SUPPLIED MATERIAL:
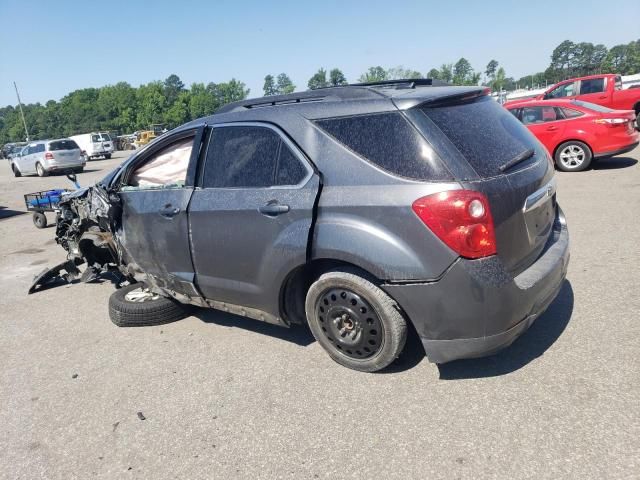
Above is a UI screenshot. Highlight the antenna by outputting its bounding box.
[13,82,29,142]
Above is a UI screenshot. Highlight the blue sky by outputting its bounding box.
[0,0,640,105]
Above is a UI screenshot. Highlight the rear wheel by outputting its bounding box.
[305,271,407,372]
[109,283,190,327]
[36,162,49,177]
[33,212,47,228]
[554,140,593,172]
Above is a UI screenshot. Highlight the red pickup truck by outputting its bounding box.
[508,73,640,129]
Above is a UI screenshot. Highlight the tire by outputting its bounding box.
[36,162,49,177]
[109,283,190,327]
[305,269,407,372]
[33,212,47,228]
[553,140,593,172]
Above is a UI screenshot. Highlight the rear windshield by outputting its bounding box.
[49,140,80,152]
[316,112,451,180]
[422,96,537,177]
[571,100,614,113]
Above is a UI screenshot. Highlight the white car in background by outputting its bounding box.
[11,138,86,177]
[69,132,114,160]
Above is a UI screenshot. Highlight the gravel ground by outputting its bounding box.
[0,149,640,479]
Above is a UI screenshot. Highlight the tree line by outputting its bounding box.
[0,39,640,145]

==

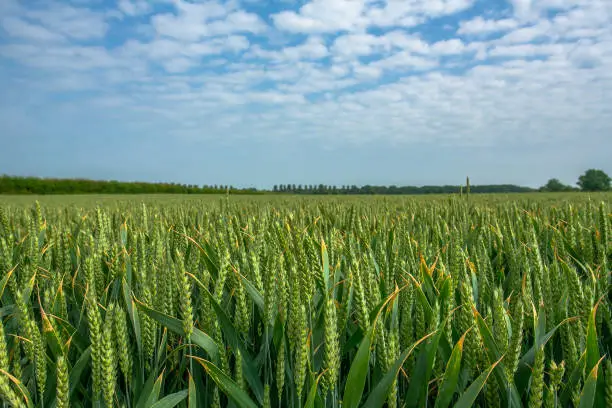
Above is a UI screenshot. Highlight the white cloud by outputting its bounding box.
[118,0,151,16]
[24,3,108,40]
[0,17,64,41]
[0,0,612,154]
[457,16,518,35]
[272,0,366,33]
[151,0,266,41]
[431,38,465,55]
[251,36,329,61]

WHAT TO PRODUCE: Return every line of the records above that contains the string "rear", matching case exactly.

RESPONSE TO THIS TASK:
Above is a UI screenshot. Highlight the rear wheel by outputting its bounding box.
Above is a UI screenshot. Highlight the rear windshield by outputting its bounding box.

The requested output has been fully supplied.